> **Reading text**:
◆ ◆ ◆ ◆ ◆ ◆ ◆
Duluth’s West Theater to Reopen on Friday

The marquee of the 1930s era West Theater reads "We Love You, Back Soon" and now that's finally a reality for staff to open the doors again or everyone who loves this historic spot.

DULUTH, Minn. – As businesses slowly begin to open back up around the Northland, it’s showtime once again for the West Theater in Duluth.

After being closed for months due to the pandemic, the silver screen will be lit again with revamped policies for those who attend including mandatory masks.

“I don’t think there’s anything in life with a guarantee but I think our theater is very well positioned to do the best possible job for it,” the West Theater’s owner Bob Boone said about keeping people safe while allowing them to enjoy movies.

The marquee of the 1930s era West Theater reads “We Love You, Back Soon” and now that’s finally a reality for staff to open the doors again or everyone who loves this historic spot.

“If we make it as safe as possible it’s a good place for families to go and still have a good time,” said Boone.
Safety is the main focus. The theater will only allow around 25 percent of patrons, around 60 guests, per movie to maintain proper social distancing.
They are also using special software to make sure theater chairs are blocked off properly.
“You’ll have an empty row in front of you an empty row behind you two seats to the left and the right,” said Boone.
Along with social distancing, temperature checks will happen upon arrival.
The theater will also be deep-cleaned each night, along with consistent cleaning throughout the day.
“We’re cleaning the bathrooms and solid surfaces every hour, we’re taking everyone’s temperatures coming in and then We’re going to into the auditorium and blocking it off for an hour and doing the cleaning of every seat that was occupied in the last film,” said Boone.
Masks are mandatory for patrons and staff unless eating or drinking and even though masks can be a hot button issue for some, the theater’s owner has no problem turning away someone refusing to mask-up.
“Then they’re leaving it will certainly cost us some business and I’m not worried about it a bit. It’s just the right thing to do,” says Boone.
For even more peace-of-mind, Boone says he has a state of the art air conditioning system moving air in and out of the theater.
Starting Friday, the theater will show classic and current films such as E.T., Jurrasic Park, and 1917.
Beginning the following week, the theater will host 55-and-older Wednesdays for those who may be older and more vulnerable to the virus.
◆ ◆ ◆ ◆ ◆ ◆ ◆
(Dataset excerpts)
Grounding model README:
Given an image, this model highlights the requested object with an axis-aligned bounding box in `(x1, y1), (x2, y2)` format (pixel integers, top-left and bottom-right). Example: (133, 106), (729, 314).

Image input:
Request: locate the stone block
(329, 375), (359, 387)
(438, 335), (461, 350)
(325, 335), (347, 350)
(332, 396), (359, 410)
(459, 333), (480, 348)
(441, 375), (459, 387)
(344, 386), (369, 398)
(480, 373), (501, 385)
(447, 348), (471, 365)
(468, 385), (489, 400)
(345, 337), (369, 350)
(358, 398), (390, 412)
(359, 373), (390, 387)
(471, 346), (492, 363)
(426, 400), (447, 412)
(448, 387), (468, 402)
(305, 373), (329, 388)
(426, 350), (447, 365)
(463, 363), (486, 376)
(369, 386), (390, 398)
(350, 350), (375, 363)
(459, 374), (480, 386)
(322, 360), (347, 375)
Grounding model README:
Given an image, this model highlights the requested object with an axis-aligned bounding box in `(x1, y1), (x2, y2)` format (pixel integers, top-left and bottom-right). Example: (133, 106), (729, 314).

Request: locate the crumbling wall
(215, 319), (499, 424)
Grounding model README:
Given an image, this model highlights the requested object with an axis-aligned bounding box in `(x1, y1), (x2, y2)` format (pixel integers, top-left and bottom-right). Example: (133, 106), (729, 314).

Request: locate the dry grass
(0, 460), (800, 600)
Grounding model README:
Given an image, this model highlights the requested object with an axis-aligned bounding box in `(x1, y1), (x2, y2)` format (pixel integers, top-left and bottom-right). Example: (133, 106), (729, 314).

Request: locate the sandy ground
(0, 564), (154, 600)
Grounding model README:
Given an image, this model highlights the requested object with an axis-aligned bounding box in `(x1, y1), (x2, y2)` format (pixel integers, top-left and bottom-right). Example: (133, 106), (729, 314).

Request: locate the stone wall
◆ ◆ ◆ ◆ ◆ ◆ ◆
> **Tasks and exercises**:
A - Using the article about the West Theater, decide whether each statement agrees with it, and support each yes or no with the deciding words quoted from the article.
(i) The theater will admit around 60 guests per movie.
(ii) The theater will be deep-cleaned once a week.
(iii) Temperature checks will take place when patrons arrive.
B - Transcribe the portion of the article about the West Theater from "They are also" up to and including "throughout the day.".
C - Answer these questions from the article about the West Theater.
(i) What does the marquee read?
(ii) How often are the bathrooms and solid surfaces cleaned?
(iii) What will the theater host on Wednesdays beginning the following week?
The rows have no connection to the article about the West Theater.

> **Answers to the exercises**:
A -
(i) Yes: "The theater will only allow around 25 percent of patrons, around 60 guests, per movie"
(ii) No: "The theater will also be deep-cleaned each night"
(iii) Yes: "temperature checks will happen upon arrival"

B -
They are also using special software to make sure theater chairs are blocked off properly.
“You’ll have an empty row in front of you an empty row behind you two seats to the left and the right,” said Boone.
Along with social distancing, temperature checks will happen upon arrival.
The theater will also be deep-cleaned each night, along with consistent cleaning throughout the day.

C -
(i) The marquee reads "We Love You, Back Soon."
(ii) They are cleaned every hour.
(iii) It will host 55-and-older Wednesdays.